Schreibe den Text über die Fashion-Week Berlin im Anschluss an seinen letzten Satz weiter.

__TEXTAUSZUG__
<<<<
In Berlin stehen mal wieder alle Zeichen auf Schick und auch Provokation. Die Hauptstadt präsentiert sich modebewusst und lockt internationales Publikum, Kunden, Einkäufer und auch Prominenz in die Stadt zur Fashion-Week Berlin. Muss man das wirtschaftlich Ernst nehmen? Ist die deutsche Hauptstadt wirklich Modestadt?
Zum Auftakt eine Protestaktion gegen Wegwerf-Bekleidung
Mit einer Protestaktion vor dem Brandenburger Tor fängt es selbstverständlich an. In Deutschland ist auch die Mode politisch. Die einen finden es cool, die anderen schlicht überflüssig oder mindestens überbewertet. Diesmal wurde mit einem Riesen-Kleiderhaufen auf dem Pariser Platz nicht etwa dreckige Wäsche gewaschen vor dem Wahrzeichen der Stadt, sondern vor Wegwerf-Mode und seinen Folgen für das Klima und die Weltwirtschaft angeprangert - Stichwort Billiglohnländer und Ausbeutung.
>>>>
Gesammelte Daten
<<<<
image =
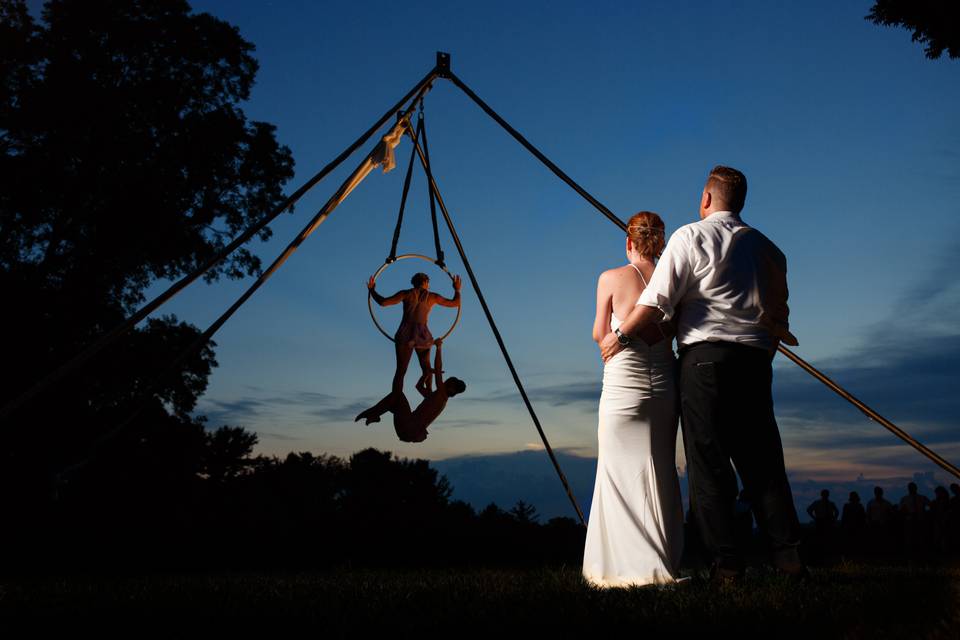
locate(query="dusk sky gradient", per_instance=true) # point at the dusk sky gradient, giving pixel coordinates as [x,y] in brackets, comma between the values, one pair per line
[848,137]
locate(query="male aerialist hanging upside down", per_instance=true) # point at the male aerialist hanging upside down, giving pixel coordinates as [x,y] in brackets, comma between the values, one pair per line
[411,426]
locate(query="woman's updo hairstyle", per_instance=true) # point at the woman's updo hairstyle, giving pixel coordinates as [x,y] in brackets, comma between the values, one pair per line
[646,233]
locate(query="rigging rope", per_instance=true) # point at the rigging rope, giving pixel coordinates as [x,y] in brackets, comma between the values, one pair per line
[81,358]
[424,161]
[378,154]
[422,129]
[803,364]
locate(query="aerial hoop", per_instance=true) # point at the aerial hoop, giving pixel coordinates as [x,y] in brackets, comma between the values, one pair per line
[383,268]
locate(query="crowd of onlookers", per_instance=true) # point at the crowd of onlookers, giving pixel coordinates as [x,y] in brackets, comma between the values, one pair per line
[919,528]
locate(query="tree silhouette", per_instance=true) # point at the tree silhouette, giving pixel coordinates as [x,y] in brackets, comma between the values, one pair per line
[127,158]
[524,513]
[935,23]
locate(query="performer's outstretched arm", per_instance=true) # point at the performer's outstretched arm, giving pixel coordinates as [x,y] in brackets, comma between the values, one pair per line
[379,299]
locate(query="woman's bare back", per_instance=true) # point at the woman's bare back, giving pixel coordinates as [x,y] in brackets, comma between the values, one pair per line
[417,304]
[625,289]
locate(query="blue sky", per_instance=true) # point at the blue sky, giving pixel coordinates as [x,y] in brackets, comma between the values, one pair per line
[847,134]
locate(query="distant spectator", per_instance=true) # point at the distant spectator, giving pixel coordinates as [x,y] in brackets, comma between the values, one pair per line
[880,518]
[823,512]
[853,522]
[743,514]
[940,519]
[913,510]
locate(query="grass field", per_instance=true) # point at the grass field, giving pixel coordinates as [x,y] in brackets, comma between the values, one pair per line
[846,601]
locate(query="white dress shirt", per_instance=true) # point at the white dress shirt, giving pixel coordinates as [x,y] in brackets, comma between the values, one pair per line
[725,280]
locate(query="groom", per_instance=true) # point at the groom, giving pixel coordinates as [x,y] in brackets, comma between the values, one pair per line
[726,283]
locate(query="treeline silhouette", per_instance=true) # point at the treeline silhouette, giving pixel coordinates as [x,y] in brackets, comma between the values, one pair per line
[915,529]
[221,511]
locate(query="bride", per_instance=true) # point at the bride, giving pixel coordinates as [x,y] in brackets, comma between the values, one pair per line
[635,530]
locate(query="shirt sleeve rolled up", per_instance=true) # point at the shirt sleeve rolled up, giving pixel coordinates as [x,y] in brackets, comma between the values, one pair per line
[668,283]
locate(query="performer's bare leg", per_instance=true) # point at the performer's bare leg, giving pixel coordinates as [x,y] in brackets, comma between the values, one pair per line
[373,413]
[425,383]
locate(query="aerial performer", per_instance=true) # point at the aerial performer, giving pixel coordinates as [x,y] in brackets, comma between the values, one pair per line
[413,334]
[411,426]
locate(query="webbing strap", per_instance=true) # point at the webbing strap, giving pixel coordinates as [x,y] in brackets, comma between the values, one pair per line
[422,134]
[403,203]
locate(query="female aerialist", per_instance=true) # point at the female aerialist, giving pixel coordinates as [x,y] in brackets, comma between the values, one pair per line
[413,333]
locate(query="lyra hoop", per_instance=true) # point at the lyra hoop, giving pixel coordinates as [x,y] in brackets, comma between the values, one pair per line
[384,268]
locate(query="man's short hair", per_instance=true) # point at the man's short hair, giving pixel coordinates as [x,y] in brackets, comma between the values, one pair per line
[729,186]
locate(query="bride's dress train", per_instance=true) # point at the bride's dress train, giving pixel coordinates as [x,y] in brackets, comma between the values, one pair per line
[635,529]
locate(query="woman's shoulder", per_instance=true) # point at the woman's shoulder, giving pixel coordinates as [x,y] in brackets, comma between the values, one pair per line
[614,273]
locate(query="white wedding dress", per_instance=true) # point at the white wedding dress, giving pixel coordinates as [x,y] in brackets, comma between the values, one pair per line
[635,529]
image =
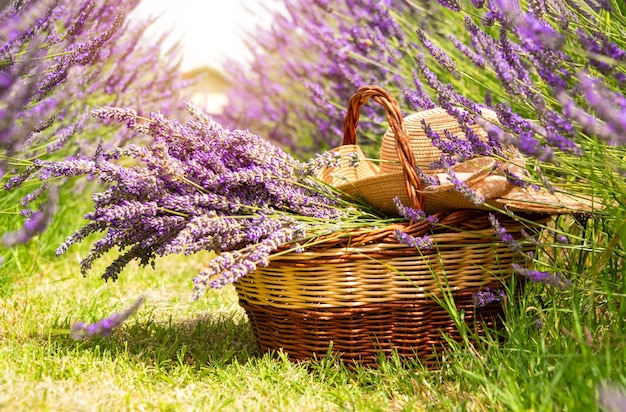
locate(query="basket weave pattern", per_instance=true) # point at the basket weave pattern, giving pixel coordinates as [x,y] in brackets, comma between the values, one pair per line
[365,293]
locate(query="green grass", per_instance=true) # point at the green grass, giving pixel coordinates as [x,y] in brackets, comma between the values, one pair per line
[179,354]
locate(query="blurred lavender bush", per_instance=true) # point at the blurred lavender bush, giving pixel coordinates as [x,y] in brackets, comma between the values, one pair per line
[58,60]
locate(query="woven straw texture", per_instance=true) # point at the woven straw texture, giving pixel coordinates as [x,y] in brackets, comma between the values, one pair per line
[360,335]
[364,293]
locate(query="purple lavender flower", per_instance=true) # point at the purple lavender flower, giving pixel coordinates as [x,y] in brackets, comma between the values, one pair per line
[487,296]
[419,242]
[198,187]
[537,276]
[504,236]
[612,397]
[463,188]
[59,57]
[105,327]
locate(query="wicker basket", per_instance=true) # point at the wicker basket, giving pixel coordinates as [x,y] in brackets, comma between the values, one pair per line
[365,293]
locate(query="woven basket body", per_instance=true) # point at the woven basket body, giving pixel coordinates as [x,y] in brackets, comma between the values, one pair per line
[371,299]
[366,294]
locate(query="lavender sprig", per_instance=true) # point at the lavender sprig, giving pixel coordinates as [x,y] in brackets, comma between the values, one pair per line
[538,276]
[484,297]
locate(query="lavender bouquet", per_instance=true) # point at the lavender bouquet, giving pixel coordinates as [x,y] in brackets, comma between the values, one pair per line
[58,60]
[199,186]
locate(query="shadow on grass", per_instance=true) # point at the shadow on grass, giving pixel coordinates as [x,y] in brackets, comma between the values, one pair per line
[210,340]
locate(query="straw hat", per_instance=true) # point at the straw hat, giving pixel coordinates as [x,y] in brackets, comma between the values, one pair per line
[405,146]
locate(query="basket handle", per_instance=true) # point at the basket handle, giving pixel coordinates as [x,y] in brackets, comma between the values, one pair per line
[396,122]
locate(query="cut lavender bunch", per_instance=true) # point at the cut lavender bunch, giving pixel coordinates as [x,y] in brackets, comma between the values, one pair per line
[198,186]
[105,327]
[57,60]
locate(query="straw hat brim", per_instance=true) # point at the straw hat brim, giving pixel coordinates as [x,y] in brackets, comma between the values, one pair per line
[379,192]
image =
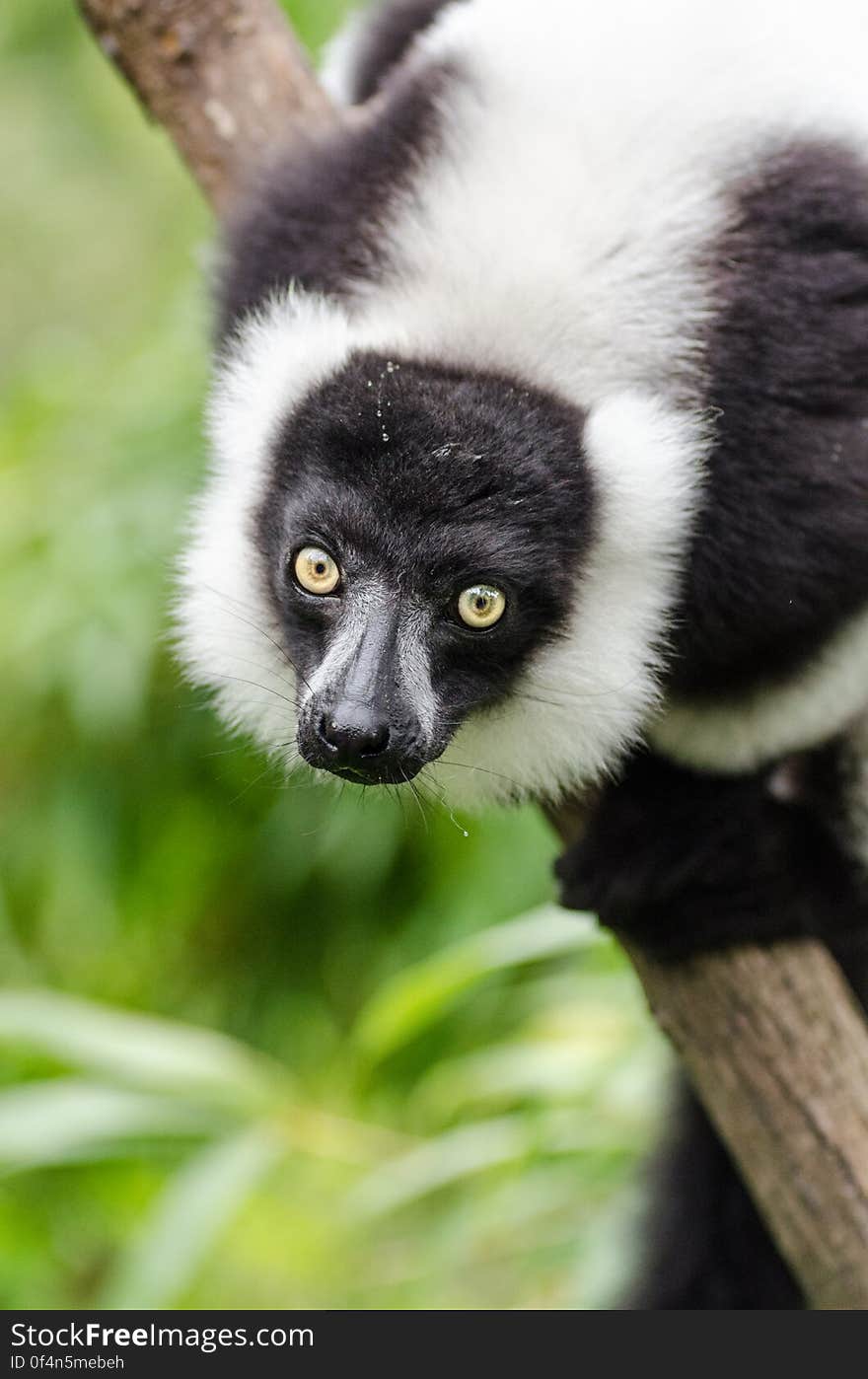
>>>>
__ANTWORT__
Modeschauen kann man bis Donnerstag natürlich auch besuchen. Häufig dort, wo sonst Konzerte Besucher locken, wie die Arena am Treptower Spree-Ufer oder die Verti Music Hall nenen der O2-Arena. Nicht alles findet (wie es früher über 150 Jahre lang in Berlin üblich war) an Messe-Standorten wie The Station statt oder gar auf dem Messegelände in Charlottenburg - das ist Old school und nicht mehr en vogue. Trendige Modeschöpfer und Labels laden Kunden, Einkäufer, Modekritiker und Schaulustige auch in dezentrale Locations oder ihre Ateliers zu Präsentationen ein. Sehen und gesehen werden gehört dazu. Der Unterschied machts aus.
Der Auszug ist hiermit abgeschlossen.